--- Listed records Enclosed Below ---

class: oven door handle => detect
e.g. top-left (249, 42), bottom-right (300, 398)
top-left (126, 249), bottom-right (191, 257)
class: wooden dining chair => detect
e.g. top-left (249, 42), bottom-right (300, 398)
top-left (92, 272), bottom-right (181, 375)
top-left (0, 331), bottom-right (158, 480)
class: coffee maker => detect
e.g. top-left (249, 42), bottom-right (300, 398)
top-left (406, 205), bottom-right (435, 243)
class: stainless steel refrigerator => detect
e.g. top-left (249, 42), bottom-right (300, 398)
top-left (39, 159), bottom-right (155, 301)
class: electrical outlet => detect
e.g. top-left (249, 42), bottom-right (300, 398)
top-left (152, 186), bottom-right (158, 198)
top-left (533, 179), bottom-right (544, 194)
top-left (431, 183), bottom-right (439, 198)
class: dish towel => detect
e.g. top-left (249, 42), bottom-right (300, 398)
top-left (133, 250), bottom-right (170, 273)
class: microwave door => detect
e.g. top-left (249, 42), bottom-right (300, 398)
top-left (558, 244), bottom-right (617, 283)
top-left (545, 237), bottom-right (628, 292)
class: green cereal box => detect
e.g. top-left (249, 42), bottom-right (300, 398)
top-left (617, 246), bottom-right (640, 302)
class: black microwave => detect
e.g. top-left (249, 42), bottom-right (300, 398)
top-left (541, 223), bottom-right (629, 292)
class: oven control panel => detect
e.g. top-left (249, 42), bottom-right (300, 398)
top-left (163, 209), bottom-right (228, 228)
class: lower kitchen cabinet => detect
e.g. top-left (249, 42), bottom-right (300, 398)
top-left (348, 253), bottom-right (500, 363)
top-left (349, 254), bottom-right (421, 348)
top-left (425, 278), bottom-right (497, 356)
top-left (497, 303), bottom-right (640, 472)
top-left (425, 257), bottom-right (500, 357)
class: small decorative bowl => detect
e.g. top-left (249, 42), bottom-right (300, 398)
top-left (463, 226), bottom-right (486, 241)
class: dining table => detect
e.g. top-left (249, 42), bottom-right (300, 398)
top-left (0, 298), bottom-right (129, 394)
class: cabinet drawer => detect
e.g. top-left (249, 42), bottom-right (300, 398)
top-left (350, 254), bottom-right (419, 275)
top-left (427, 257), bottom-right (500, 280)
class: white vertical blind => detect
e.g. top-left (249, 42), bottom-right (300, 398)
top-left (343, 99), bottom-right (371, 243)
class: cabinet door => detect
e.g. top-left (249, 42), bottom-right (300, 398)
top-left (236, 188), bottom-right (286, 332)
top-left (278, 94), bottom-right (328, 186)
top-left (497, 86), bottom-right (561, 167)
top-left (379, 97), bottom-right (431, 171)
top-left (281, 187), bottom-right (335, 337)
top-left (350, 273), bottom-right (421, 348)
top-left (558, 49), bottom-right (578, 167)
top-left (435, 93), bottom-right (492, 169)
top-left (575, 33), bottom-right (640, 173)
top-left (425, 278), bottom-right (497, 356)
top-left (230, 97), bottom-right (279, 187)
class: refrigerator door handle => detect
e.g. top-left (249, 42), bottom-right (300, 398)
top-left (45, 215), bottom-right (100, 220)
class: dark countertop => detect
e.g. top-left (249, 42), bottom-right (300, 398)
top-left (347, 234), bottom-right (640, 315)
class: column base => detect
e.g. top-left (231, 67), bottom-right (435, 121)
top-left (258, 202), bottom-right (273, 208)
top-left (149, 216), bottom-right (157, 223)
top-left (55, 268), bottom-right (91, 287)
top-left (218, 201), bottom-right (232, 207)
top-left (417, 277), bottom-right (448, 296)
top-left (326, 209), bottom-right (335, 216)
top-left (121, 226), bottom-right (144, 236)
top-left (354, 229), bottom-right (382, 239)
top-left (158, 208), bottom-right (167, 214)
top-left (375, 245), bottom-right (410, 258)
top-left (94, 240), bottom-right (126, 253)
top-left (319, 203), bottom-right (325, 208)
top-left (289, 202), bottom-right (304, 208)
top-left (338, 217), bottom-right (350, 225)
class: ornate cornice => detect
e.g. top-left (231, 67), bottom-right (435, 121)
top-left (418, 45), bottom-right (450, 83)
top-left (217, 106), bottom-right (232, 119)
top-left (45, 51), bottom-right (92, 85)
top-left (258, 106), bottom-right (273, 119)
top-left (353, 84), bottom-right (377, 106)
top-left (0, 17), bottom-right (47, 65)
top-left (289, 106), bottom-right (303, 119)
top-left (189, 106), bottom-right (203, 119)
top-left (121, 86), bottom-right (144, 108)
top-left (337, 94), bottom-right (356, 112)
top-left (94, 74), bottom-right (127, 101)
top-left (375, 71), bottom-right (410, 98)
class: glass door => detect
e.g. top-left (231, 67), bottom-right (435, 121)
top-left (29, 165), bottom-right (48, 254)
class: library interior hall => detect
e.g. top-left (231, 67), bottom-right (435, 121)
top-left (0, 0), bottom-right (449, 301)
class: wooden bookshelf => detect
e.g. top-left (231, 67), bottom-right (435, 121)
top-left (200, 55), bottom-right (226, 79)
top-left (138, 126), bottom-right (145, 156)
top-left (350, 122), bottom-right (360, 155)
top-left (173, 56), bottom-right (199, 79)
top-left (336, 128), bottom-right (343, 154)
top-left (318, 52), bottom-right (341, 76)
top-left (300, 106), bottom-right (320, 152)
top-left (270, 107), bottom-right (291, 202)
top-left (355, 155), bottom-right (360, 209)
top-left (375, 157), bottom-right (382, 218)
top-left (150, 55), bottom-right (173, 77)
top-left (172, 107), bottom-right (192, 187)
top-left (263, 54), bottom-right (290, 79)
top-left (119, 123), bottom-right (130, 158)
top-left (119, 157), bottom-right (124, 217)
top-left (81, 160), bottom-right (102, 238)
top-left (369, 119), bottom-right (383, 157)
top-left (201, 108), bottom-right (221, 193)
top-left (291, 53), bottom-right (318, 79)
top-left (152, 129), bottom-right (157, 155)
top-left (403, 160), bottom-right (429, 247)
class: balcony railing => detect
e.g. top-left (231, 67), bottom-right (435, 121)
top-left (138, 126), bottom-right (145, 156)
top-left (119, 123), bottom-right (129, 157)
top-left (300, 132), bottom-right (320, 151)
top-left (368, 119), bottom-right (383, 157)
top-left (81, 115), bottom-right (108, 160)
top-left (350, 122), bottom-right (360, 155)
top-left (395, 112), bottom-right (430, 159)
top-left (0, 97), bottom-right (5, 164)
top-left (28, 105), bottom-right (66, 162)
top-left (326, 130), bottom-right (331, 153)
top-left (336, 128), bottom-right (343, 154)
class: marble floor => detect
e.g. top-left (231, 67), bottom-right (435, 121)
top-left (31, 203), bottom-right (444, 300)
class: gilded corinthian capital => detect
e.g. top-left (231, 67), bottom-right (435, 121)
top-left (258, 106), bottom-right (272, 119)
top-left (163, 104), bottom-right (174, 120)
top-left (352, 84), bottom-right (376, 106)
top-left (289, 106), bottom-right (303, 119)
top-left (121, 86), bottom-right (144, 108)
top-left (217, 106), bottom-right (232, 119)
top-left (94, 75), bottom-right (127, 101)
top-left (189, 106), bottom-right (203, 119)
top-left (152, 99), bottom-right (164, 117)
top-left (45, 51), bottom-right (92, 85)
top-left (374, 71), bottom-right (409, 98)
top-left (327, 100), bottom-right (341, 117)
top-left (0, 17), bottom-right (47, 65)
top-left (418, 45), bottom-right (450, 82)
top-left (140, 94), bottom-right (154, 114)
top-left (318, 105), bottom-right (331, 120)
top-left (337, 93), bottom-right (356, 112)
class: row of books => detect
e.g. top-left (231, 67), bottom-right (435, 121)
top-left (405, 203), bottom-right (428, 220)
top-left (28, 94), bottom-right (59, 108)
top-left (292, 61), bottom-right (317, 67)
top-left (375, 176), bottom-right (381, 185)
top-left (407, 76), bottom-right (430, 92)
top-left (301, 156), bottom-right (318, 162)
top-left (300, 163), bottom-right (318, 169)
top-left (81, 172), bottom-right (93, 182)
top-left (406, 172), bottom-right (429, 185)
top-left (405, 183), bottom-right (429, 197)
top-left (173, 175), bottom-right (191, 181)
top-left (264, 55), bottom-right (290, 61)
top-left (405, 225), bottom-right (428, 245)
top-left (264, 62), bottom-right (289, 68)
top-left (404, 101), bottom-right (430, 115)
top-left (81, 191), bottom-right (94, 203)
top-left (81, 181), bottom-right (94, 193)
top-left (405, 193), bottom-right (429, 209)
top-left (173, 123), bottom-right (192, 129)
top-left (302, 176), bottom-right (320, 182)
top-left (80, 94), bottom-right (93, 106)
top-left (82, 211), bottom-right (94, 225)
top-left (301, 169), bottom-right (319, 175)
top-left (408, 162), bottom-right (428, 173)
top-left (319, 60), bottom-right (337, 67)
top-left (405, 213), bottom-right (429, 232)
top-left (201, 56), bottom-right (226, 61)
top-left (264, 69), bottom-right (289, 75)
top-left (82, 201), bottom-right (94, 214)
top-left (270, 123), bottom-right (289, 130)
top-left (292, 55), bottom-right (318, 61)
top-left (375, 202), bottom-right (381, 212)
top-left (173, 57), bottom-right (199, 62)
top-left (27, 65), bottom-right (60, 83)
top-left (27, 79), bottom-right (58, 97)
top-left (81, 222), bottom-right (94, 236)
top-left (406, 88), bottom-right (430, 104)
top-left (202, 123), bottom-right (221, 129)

--- End of Enclosed Listed records ---

### [The problem]
Scan the lines above for "cabinet", then copy every one that has it.

### [Response area]
class: lower kitchen cabinet => detect
class: cabinet drawer => detect
class: cabinet door => detect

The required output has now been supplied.